## THE REQUEST:
Revise the data below by replacing every occurrence of "top-left corner" with "upper-left corner" and leaving all other text unchanged; omit the pictures from your answer.

— START OF DATA SHOWN —

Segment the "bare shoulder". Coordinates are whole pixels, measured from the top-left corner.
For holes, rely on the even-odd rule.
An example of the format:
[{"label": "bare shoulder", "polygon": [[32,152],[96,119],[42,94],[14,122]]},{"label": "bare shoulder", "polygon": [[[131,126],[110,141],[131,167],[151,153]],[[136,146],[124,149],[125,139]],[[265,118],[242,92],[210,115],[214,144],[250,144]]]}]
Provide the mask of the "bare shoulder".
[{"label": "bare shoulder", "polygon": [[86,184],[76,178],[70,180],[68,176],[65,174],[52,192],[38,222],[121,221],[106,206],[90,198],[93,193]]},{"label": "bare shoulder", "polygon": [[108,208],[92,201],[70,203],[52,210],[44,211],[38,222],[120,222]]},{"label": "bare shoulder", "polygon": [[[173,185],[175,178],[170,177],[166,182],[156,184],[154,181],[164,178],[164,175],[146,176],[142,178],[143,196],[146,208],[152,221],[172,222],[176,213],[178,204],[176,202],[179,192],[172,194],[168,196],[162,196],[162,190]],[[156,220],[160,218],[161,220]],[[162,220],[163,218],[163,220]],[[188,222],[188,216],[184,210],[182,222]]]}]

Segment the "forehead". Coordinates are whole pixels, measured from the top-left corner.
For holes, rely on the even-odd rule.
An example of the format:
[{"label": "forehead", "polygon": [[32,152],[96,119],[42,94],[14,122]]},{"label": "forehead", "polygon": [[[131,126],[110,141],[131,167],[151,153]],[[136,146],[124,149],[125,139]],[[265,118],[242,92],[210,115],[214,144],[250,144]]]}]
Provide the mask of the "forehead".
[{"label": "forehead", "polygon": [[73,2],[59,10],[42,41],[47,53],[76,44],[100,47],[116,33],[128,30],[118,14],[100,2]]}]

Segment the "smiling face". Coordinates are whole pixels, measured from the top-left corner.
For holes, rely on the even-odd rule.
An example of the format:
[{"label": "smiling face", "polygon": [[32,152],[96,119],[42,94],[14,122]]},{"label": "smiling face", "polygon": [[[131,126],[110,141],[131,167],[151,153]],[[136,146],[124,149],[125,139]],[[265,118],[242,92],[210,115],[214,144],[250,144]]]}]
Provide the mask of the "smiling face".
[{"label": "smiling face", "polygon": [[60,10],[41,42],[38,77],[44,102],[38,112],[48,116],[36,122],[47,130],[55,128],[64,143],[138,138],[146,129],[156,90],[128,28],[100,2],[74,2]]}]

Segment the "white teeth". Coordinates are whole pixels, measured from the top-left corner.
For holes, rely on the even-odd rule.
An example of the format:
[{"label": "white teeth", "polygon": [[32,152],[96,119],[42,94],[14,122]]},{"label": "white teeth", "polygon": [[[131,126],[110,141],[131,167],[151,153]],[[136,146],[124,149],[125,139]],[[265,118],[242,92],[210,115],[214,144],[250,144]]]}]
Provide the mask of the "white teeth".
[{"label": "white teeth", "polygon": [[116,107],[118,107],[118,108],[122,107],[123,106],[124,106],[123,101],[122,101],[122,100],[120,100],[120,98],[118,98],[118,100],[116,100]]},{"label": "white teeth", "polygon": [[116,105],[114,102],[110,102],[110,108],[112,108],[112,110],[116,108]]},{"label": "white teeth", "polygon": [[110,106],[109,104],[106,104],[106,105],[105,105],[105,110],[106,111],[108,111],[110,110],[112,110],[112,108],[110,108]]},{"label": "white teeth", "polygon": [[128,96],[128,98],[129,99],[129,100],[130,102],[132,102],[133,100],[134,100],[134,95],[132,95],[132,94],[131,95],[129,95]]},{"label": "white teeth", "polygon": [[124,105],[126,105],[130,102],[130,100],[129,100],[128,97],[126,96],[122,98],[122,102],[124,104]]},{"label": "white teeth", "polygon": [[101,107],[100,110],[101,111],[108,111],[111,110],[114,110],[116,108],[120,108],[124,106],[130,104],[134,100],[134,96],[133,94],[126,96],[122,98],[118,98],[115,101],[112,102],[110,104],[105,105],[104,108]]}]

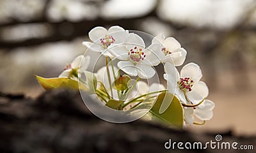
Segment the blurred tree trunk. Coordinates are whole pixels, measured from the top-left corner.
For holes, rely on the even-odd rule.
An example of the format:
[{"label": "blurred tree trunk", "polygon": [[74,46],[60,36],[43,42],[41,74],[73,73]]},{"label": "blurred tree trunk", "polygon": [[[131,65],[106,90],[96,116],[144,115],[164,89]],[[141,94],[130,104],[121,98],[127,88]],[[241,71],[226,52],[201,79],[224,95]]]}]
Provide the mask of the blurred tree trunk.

— END OF DATA SHOWN —

## SOLUTION FOR THIS PROBLEM:
Segment the "bare shoulder". Coordinates are whole pixels, measured from the upper-left corner.
For holes, rely on the even-odd rule.
An example of the format:
[{"label": "bare shoulder", "polygon": [[32,152],[96,119],[42,94],[14,122]]},{"label": "bare shoulder", "polygon": [[[131,126],[110,141],[131,167],[151,153]],[[136,146],[124,149],[125,139]],[[265,118],[242,92],[210,115],[214,144],[250,144]]]}]
Provide the mask of the "bare shoulder".
[{"label": "bare shoulder", "polygon": [[86,184],[76,178],[70,180],[68,176],[65,174],[52,192],[38,222],[121,221],[106,206],[90,198],[93,193]]},{"label": "bare shoulder", "polygon": [[108,208],[92,201],[70,203],[52,210],[44,211],[38,222],[120,222]]},{"label": "bare shoulder", "polygon": [[[173,185],[175,178],[170,177],[166,182],[156,184],[154,181],[164,178],[164,175],[146,176],[142,178],[143,196],[146,208],[152,221],[172,222],[176,213],[178,204],[176,202],[179,192],[172,194],[168,196],[162,196],[162,190]],[[156,220],[160,218],[161,220]],[[162,220],[163,218],[163,220]],[[188,222],[188,216],[184,210],[182,222]]]}]

Segment the "forehead". Coordinates are whole pixels, measured from the upper-left corner.
For holes, rely on the even-odd rule.
An example of the format:
[{"label": "forehead", "polygon": [[32,152],[96,119],[42,94],[14,122]]},{"label": "forehead", "polygon": [[[131,126],[110,141],[131,167],[151,153]],[[136,146],[124,149],[125,139]],[[265,118],[242,92],[210,115],[214,144],[250,144]]]}]
Provide the mask of the "forehead".
[{"label": "forehead", "polygon": [[73,2],[59,10],[42,41],[47,53],[76,44],[100,47],[116,33],[128,30],[118,14],[100,2]]}]

Segment the "smiling face". Coordinates are whole pixels, measured from the upper-left corner.
For holes, rely on the even-odd rule.
An example of the format:
[{"label": "smiling face", "polygon": [[32,152],[96,119],[42,94],[14,122]]},{"label": "smiling face", "polygon": [[[131,126],[110,141],[131,167],[151,153]],[[136,146],[124,149],[125,139]],[[265,118],[242,92],[210,115],[214,144],[250,144]]]}]
Provide the mask of the "smiling face".
[{"label": "smiling face", "polygon": [[60,10],[41,42],[38,77],[44,102],[38,112],[48,116],[36,122],[47,130],[55,128],[64,143],[138,138],[146,129],[156,90],[128,28],[100,2],[74,2]]}]

Segment the "white teeth". Coordinates are whole pixels, measured from the upper-left corner.
For holes, rely on the even-odd rule.
An example of the format:
[{"label": "white teeth", "polygon": [[32,152],[96,119],[42,94],[14,122]]},{"label": "white teeth", "polygon": [[[131,126],[110,141],[131,167],[151,153]],[[136,146],[124,149],[125,139]],[[265,118],[242,92],[210,115],[214,144],[250,144]]]}]
Provide the mask of the "white teeth".
[{"label": "white teeth", "polygon": [[116,107],[118,107],[118,108],[122,107],[123,106],[124,106],[123,101],[122,101],[122,100],[120,100],[120,98],[118,98],[118,100],[116,100]]},{"label": "white teeth", "polygon": [[116,105],[114,102],[110,102],[110,108],[112,108],[112,110],[116,108]]},{"label": "white teeth", "polygon": [[110,106],[109,104],[106,104],[106,105],[105,105],[105,110],[106,111],[108,111],[110,110],[112,110],[112,108],[110,108]]},{"label": "white teeth", "polygon": [[128,96],[128,98],[129,99],[129,100],[130,102],[132,102],[133,100],[134,100],[134,95],[132,95],[132,94],[131,95],[129,95]]},{"label": "white teeth", "polygon": [[124,105],[126,105],[130,102],[130,100],[129,100],[128,97],[126,96],[122,98],[122,102],[124,104]]},{"label": "white teeth", "polygon": [[101,107],[100,110],[101,111],[108,111],[111,110],[114,110],[116,108],[120,108],[124,106],[130,104],[134,100],[134,96],[133,94],[126,96],[122,98],[118,98],[115,101],[112,102],[110,104],[105,105],[104,108]]}]

Segment the blurred tree trunk. Coordinates are whole pixels, measured from the upper-left corner.
For holes, rely on the even-odd rule.
An example of the format:
[{"label": "blurred tree trunk", "polygon": [[74,46],[60,36],[43,42],[41,74],[73,73]]},{"label": "blurred tree trunk", "polygon": [[[131,65],[106,90],[96,116],[144,115],[164,89]],[[141,94],[130,104],[121,98],[127,88]],[[241,71],[226,52],[201,79],[224,95]]]}]
Provide the mask of the blurred tree trunk.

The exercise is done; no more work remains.